Set task:
Reproduce the material below line for line, without changing any character.

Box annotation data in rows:
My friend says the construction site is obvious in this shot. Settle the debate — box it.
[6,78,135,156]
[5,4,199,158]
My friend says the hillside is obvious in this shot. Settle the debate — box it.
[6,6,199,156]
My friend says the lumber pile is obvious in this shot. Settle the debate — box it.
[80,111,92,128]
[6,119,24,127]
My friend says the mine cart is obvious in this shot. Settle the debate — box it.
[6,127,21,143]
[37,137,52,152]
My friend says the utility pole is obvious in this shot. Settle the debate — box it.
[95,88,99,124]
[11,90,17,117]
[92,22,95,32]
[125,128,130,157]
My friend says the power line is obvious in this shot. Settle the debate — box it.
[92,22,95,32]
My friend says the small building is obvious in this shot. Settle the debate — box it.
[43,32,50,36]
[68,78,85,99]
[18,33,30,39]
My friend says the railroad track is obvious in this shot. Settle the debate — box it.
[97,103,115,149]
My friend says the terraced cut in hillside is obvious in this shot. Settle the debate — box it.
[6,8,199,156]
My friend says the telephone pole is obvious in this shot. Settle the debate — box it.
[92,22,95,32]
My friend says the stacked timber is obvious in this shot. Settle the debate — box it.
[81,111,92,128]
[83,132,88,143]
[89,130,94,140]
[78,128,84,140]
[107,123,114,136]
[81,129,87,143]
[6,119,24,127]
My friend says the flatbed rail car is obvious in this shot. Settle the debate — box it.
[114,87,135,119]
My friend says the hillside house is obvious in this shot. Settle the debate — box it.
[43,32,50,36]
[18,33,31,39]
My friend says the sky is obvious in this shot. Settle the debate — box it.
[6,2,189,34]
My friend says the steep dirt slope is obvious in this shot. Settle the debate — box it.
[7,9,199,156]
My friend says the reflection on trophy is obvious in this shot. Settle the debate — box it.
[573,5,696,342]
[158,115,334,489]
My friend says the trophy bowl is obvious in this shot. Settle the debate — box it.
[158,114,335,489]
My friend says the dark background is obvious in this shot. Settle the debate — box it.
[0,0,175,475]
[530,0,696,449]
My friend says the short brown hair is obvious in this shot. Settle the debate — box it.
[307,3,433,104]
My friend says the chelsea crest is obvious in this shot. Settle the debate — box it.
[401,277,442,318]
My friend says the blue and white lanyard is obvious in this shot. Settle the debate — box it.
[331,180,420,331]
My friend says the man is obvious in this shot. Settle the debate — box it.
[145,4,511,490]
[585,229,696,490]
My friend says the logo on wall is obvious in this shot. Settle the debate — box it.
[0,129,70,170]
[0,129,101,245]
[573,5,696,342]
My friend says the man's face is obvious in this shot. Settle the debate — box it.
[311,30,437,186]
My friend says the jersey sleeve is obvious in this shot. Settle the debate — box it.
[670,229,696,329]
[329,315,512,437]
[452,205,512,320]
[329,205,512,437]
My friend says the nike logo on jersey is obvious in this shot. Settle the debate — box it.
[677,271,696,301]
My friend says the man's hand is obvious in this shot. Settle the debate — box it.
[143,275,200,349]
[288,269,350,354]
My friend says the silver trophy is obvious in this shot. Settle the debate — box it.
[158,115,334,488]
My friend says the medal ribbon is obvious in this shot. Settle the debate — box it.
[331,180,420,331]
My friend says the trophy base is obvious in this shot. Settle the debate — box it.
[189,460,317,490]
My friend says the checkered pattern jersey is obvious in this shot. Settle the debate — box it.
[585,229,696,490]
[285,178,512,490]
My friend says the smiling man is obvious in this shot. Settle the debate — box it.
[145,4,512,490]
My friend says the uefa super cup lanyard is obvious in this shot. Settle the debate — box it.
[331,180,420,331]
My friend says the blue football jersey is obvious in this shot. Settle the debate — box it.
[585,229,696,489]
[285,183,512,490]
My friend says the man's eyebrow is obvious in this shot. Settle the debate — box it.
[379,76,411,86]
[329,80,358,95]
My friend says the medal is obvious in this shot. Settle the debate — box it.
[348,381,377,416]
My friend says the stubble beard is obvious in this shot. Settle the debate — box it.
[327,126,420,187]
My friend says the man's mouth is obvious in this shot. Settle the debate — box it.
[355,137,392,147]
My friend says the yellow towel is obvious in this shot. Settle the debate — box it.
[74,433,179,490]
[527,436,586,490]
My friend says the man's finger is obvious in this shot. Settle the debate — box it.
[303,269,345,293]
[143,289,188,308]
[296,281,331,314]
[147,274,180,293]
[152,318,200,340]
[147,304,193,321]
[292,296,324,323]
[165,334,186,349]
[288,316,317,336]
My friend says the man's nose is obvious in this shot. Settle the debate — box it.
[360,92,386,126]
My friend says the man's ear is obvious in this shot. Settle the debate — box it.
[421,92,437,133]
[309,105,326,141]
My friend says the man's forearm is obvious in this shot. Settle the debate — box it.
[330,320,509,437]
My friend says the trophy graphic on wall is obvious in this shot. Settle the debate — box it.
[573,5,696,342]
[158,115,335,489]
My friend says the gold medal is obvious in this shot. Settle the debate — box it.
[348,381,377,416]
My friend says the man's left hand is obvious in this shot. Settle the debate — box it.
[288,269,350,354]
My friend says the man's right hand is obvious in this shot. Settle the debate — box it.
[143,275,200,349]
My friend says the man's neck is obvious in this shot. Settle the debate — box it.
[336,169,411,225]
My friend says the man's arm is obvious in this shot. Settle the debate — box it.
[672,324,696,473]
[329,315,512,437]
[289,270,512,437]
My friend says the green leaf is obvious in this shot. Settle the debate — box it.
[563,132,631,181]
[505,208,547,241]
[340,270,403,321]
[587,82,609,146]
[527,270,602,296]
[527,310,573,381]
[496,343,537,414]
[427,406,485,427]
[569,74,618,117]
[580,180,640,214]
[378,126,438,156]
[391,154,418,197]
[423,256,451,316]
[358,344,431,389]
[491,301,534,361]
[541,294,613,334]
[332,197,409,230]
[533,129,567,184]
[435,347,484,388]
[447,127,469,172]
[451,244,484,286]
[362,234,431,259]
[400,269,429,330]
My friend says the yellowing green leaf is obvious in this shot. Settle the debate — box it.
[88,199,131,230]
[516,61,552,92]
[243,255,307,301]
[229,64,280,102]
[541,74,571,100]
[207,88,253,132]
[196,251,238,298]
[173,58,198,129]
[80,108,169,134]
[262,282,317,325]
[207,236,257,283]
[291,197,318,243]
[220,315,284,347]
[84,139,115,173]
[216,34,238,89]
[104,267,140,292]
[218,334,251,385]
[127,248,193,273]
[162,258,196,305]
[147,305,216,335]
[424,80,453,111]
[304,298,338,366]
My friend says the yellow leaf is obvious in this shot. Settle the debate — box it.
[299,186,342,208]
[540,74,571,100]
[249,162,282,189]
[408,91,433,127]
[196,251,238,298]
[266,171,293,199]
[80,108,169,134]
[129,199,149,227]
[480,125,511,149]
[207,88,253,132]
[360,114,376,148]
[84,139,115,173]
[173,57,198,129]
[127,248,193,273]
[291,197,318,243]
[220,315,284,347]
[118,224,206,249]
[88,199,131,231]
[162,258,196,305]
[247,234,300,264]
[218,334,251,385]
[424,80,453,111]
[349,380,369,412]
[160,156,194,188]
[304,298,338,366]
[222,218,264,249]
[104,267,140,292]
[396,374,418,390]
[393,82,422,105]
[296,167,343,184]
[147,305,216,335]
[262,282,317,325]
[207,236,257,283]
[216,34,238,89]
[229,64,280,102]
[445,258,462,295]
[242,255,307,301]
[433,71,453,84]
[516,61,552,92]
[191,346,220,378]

Task response:
My friend says the construction site is obvious in this shot. Settle the debate — box it.
[6,78,135,156]
[5,4,199,158]
My friend says the hillside is obvious in this shot. Settle the debate — box it.
[6,6,199,156]
My friend says the lumber pile is obvious in this shot. Settle the debate — box it.
[80,111,92,128]
[6,119,24,127]
My friend says the mine cart is obvious in this shot. Settle the debate — box it.
[6,127,21,143]
[37,137,52,152]
My friend says the utility pole is obvious in this shot. Settle the debate — box it.
[95,88,99,124]
[11,90,17,117]
[92,22,95,32]
[125,128,130,157]
My friend says the power line is obvious in this shot. Settle the debate — box it.
[92,22,95,32]
My friend says the small building is obvious in this shot. Settle the debate — box it.
[43,32,50,36]
[68,78,85,99]
[18,33,30,39]
My friend says the railroad track is obvious in this shot. Settle the debate — box it.
[97,103,115,149]
My friend says the terraced cut in hillside is obvious in this shot. Settle the debate — box it.
[6,8,199,156]
My friend says the telephone pole is obvious in this shot. Settle the debate — box it.
[92,22,95,32]
My friend says the stacked timber is obvious in this shot. Settle the debate — box it.
[81,111,92,128]
[83,132,88,143]
[89,130,94,140]
[78,128,84,140]
[107,123,114,136]
[81,129,87,143]
[6,119,24,127]
My friend says the flatbed rail car is obvious in this shot. Settle the debate — box it.
[114,87,135,119]
My friend says the hillside house is obvious in this shot. Settle the debate — box it.
[43,32,50,36]
[18,33,31,39]
My friend says the sky is obvious in this shot. Settle the debate — box it.
[6,2,189,34]
My friend says the steep dirt slope is obvious in this shot. Settle the debate — box it.
[7,9,199,156]
My friend says the reflection on trophy is obvious in this shot. Settle the debate — box it.
[573,5,696,342]
[158,115,334,489]
My friend says the trophy bowl is obvious in this shot. Settle the debate — box it.
[158,114,335,489]
My friend says the dark background is obvious in this shot. Settle the debate — box it.
[0,0,175,475]
[530,0,696,449]
My friend says the short brown hair is obvious in this shot. Settle the debate — box it.
[307,3,433,104]
My friend says the chelsea crest is obvious in this shot. Settle the debate — box it.
[401,277,442,318]
My friend says the blue and white lanyard is obvious in this shot. Settle the debate — box it.
[331,180,420,331]
My friend says the man is obvious in this shot. Settle the debate — box it.
[145,4,511,490]
[585,229,696,490]
My friend says the logo on wall is obvious in this shot. Settle the debate — box it.
[0,129,70,170]
[0,129,101,245]
[573,5,696,342]
My friend says the man's face is obvious in this shot. Settle the debate — box it.
[311,30,437,186]
My friend says the jersey sleeve is obvious in this shot. Settle the debate — box it.
[670,229,696,329]
[329,315,512,437]
[452,205,512,320]
[329,205,512,437]
My friend says the nike logo on jersey is obvious in this shot. Settle the debate — box it.
[677,271,696,301]
My friend says the man's hand is obvious in this shot. Settle the debate — box it.
[143,275,200,349]
[288,269,350,354]
My friend says the silver trophy is obvious in this shot. Settle the debate — box it.
[158,115,334,488]
My friend says the medal ribbon is obvious in this shot. Settle the debate — box it.
[331,180,420,331]
My friend says the trophy base is obvious in this shot. Settle the debate — box it.
[189,460,317,490]
My friend says the checkered pattern jersey is obvious in this shot. Settle the debate — box it.
[585,229,696,490]
[285,178,512,490]
My friend says the smiling man is obvious in this shot. Settle the debate — box it.
[145,4,512,490]
My friend says the uefa super cup lanyard is obvious in this shot. Settle the debate — box it.
[331,180,420,331]
My friend says the blue football jersey is obvious in this shot. Settle the debate — box it.
[585,229,696,489]
[285,183,512,490]
My friend says the man's eyebrow is obvious in this shot. Settle the debate — box it.
[379,76,411,86]
[329,80,358,95]
My friend says the medal is obvious in this shot. Settle the debate — box it.
[348,381,377,416]
My friend says the stubble beard is obvious in this shot. Settle the debate — box it.
[327,126,420,187]
My friend says the man's mouth is obvious in this shot. Settle the debate — box it.
[355,137,392,147]
My friend says the yellow towel is obvious in this shot. Settle the debate — box it.
[74,433,179,490]
[527,436,586,490]
My friend says the man's finger is obvious in this shot. Settle the debate — box it.
[303,269,345,293]
[143,289,188,308]
[296,281,331,314]
[147,274,180,293]
[152,318,200,340]
[147,304,193,321]
[292,296,324,323]
[165,334,186,349]
[288,316,317,336]
My friend says the man's nose is obvious in this shot. Settle the debate — box it.
[360,92,386,126]
My friend says the man's ear is obvious in this shot. Settle the debate — box it.
[421,92,437,133]
[309,105,326,141]
My friend says the man's forearm is obvious in this shot. Settle the debate — box it.
[330,320,509,437]
My friend says the trophy graphic on wall is obvious in this shot. Settle the debate — box it.
[573,5,696,342]
[158,115,335,489]
My friend says the gold medal is obvious in this shot. Settle the debate — box it.
[348,381,377,416]
My friend says the man's left hand is obvious in this shot. Settle the debate — box it.
[288,269,350,354]
My friend says the man's right hand is obvious in this shot. Settle the debate — box it.
[143,275,200,349]
My friend says the man's neck is obvious in this shot. Settle the debate — box it.
[336,169,411,225]
My friend says the man's arm is obvious in this shot. Settle the debate — box it.
[672,324,696,473]
[329,315,512,437]
[289,270,512,437]
My friend says the green leaf is obvious in this shot. Settle the debate — box it.
[563,132,631,181]
[505,208,547,241]
[340,270,403,321]
[587,82,609,146]
[527,270,602,296]
[527,310,573,381]
[496,343,537,414]
[427,406,485,427]
[569,74,618,117]
[580,180,640,214]
[378,126,438,156]
[391,154,418,197]
[423,256,451,316]
[358,344,431,389]
[491,301,534,361]
[541,294,613,334]
[332,197,409,230]
[533,129,567,184]
[435,347,484,388]
[447,127,469,172]
[451,244,484,286]
[362,234,431,259]
[400,269,429,330]
My friend says the yellowing green leaf is obvious in this shot. Settle the debate — box it.
[88,199,131,230]
[516,61,552,92]
[243,255,307,301]
[229,64,280,102]
[541,74,571,100]
[207,88,253,132]
[196,251,238,298]
[173,58,198,129]
[80,108,169,134]
[262,282,317,325]
[207,236,257,283]
[291,197,318,243]
[220,315,284,347]
[84,139,115,173]
[216,34,238,89]
[104,267,140,292]
[218,334,251,385]
[127,248,193,273]
[162,258,196,305]
[147,305,216,335]
[424,80,453,111]
[304,298,338,366]
My friend says the yellow leaf is obvious in this shot. Settle the debate — box it.
[299,186,342,208]
[540,74,571,100]
[249,162,282,189]
[408,91,433,127]
[196,251,238,298]
[266,171,293,199]
[80,108,169,134]
[129,199,149,227]
[480,125,511,149]
[207,88,253,132]
[360,114,376,148]
[84,139,115,173]
[173,57,198,129]
[127,248,193,273]
[291,197,318,243]
[220,315,284,347]
[118,224,206,249]
[88,199,131,231]
[162,258,196,305]
[247,234,300,264]
[218,334,251,385]
[424,80,453,111]
[349,380,369,412]
[160,156,194,188]
[304,298,338,366]
[222,218,264,249]
[104,267,140,292]
[396,374,418,390]
[393,82,422,105]
[296,167,343,184]
[147,305,216,335]
[262,282,317,325]
[207,236,257,283]
[216,34,238,89]
[229,64,280,102]
[445,258,462,295]
[242,255,307,301]
[433,71,453,84]
[516,61,552,92]
[191,346,220,378]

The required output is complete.